**Input data:**
● ● ●

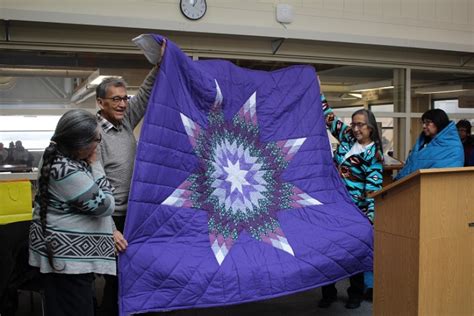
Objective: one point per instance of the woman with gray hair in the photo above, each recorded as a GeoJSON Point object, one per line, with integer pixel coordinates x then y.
{"type": "Point", "coordinates": [71, 232]}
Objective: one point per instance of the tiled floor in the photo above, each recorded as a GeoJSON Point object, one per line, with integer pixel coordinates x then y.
{"type": "Point", "coordinates": [301, 304]}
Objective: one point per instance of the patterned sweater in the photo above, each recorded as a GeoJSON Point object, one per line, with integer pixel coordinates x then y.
{"type": "Point", "coordinates": [361, 173]}
{"type": "Point", "coordinates": [79, 222]}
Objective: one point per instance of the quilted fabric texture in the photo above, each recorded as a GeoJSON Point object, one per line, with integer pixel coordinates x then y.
{"type": "Point", "coordinates": [235, 197]}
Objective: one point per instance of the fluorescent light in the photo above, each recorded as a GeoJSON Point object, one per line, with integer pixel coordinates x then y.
{"type": "Point", "coordinates": [87, 89]}
{"type": "Point", "coordinates": [98, 80]}
{"type": "Point", "coordinates": [374, 88]}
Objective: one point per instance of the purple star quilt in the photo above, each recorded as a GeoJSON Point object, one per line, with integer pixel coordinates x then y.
{"type": "Point", "coordinates": [235, 197]}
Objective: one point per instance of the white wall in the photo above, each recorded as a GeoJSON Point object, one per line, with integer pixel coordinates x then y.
{"type": "Point", "coordinates": [432, 24]}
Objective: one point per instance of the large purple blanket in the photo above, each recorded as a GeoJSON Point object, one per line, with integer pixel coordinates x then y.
{"type": "Point", "coordinates": [235, 197]}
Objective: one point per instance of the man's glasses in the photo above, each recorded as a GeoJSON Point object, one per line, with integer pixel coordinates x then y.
{"type": "Point", "coordinates": [117, 99]}
{"type": "Point", "coordinates": [359, 125]}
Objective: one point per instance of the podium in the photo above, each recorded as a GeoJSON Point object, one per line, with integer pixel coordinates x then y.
{"type": "Point", "coordinates": [424, 244]}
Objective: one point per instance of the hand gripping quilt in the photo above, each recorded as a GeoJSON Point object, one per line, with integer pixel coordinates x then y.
{"type": "Point", "coordinates": [235, 197]}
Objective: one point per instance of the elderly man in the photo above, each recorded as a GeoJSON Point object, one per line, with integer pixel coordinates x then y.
{"type": "Point", "coordinates": [118, 116]}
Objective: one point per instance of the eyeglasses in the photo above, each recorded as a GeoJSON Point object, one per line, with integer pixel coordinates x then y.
{"type": "Point", "coordinates": [117, 99]}
{"type": "Point", "coordinates": [359, 125]}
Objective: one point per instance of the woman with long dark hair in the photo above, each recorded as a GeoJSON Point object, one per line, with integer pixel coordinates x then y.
{"type": "Point", "coordinates": [359, 159]}
{"type": "Point", "coordinates": [71, 232]}
{"type": "Point", "coordinates": [438, 145]}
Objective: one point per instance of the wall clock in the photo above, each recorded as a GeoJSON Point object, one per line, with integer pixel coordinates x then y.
{"type": "Point", "coordinates": [193, 9]}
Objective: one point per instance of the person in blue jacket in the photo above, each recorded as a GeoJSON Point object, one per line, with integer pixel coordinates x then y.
{"type": "Point", "coordinates": [438, 146]}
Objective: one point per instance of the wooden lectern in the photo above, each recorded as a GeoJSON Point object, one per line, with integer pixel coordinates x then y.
{"type": "Point", "coordinates": [424, 244]}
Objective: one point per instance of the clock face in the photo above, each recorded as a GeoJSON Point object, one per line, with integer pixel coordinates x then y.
{"type": "Point", "coordinates": [193, 9]}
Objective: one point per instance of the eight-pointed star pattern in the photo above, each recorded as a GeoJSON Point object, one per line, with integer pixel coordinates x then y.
{"type": "Point", "coordinates": [238, 180]}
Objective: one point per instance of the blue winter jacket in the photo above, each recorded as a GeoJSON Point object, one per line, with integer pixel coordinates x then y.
{"type": "Point", "coordinates": [445, 150]}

● ● ●

**What to work on:**
Nothing may be altered when you restate the records, but every picture must be dropped.

**Answer:**
Objective: one point per instance of the woman with gray hair in the photo above, each recorded as a GeoJSON Point object, one per line, with integer pixel coordinates x then y.
{"type": "Point", "coordinates": [71, 232]}
Objective: one point per instance of the tiled floor in the photo above, each recorded as a GeoJSON Point object, one per line, with integer pixel coordinates x then y.
{"type": "Point", "coordinates": [301, 304]}
Objective: one point per instance of the patterned sweater in the photo above, each recorded as a GeoJSON Point object, one per line, with integer pixel coordinates x then y.
{"type": "Point", "coordinates": [361, 173]}
{"type": "Point", "coordinates": [79, 222]}
Objective: one point per instance of the quilted fabric texture in the photo above, each recorded as a GeoJSON Point object, one per line, with integer pixel coordinates x then y.
{"type": "Point", "coordinates": [235, 197]}
Objective: one point per instance of the fluorescent light in the photo above, each recorded as a GeoJSON Point object, one per line, with integer pixel coordinates x then y.
{"type": "Point", "coordinates": [87, 89]}
{"type": "Point", "coordinates": [98, 80]}
{"type": "Point", "coordinates": [374, 88]}
Objective: one point per instance of the purple star quilt in the photo above, each recorded as a GeoJSON Point object, one per line, with integer pixel coordinates x then y.
{"type": "Point", "coordinates": [235, 197]}
Objective: one point per instance of the white wall in the photo above, each recorded as a GeoJSON Point object, one per line, with integer pixel coordinates x then y.
{"type": "Point", "coordinates": [432, 24]}
Objective: one point per instance of the large purple blanket in the photo above, each recorded as a GeoJSON Point object, one per line, with integer pixel coordinates x then y.
{"type": "Point", "coordinates": [235, 197]}
Objective: one point per instance of the man's glasses in the photo above, each recorded as a GeoJSON Point object, one per line, with integer pixel coordinates x then y.
{"type": "Point", "coordinates": [117, 99]}
{"type": "Point", "coordinates": [359, 125]}
Objective: one point per instance of the podium in the photo above, each recorded as a GeoJSON Point object, one per line, with integer pixel coordinates x then y.
{"type": "Point", "coordinates": [424, 244]}
Objective: one point per instance of the hand gripping quilt in the photo above, each recorded as a GeoJSON Point object, one per line, with integer pixel coordinates x then y.
{"type": "Point", "coordinates": [235, 197]}
Objective: one point per instance of the elderly man in the photo above, each recorded as a GeoJSON Point object, one per line, with integer pixel coordinates x then y.
{"type": "Point", "coordinates": [118, 116]}
Objective: one point per instance of the eyeglasses in the photo above, each recorded as a GeoJSON Point object, one per line, with integer pixel coordinates x then y.
{"type": "Point", "coordinates": [117, 99]}
{"type": "Point", "coordinates": [359, 125]}
Objective: one point per instance of the woman with long dark hair in the photo above, each recorded as a GeoJSON Point object, one per line, with integer pixel coordinates x then y.
{"type": "Point", "coordinates": [359, 159]}
{"type": "Point", "coordinates": [71, 232]}
{"type": "Point", "coordinates": [438, 145]}
Objective: one point per instance of the wall clock in the photo above, each recorded as a GeoJSON Point object, one per line, with integer pixel coordinates x then y.
{"type": "Point", "coordinates": [193, 9]}
Objective: one point per instance of the person in blue jacket in the photo above, each recorded as a GeoJSON Point object, one per line, with integer pixel coordinates x then y.
{"type": "Point", "coordinates": [438, 146]}
Objective: one point per instance of the wooden lectern in the photo above, each recorded as a GeoJSON Point object, one per line, with integer pixel coordinates x then y.
{"type": "Point", "coordinates": [424, 244]}
Objective: one point per instance of the clock face in the photo above, each recorded as a GeoJSON Point object, one per line, with integer pixel coordinates x then y.
{"type": "Point", "coordinates": [193, 9]}
Objective: one point per instance of the eight-pointed star pattern in the photo above, each recorded as a GeoJSON Point object, one per line, with integer pixel coordinates x then y.
{"type": "Point", "coordinates": [238, 180]}
Objective: one point per instance of the blue winter jacket in the photo above, each recorded as a GeoJSON Point object, one per line, with integer pixel coordinates x then y.
{"type": "Point", "coordinates": [445, 150]}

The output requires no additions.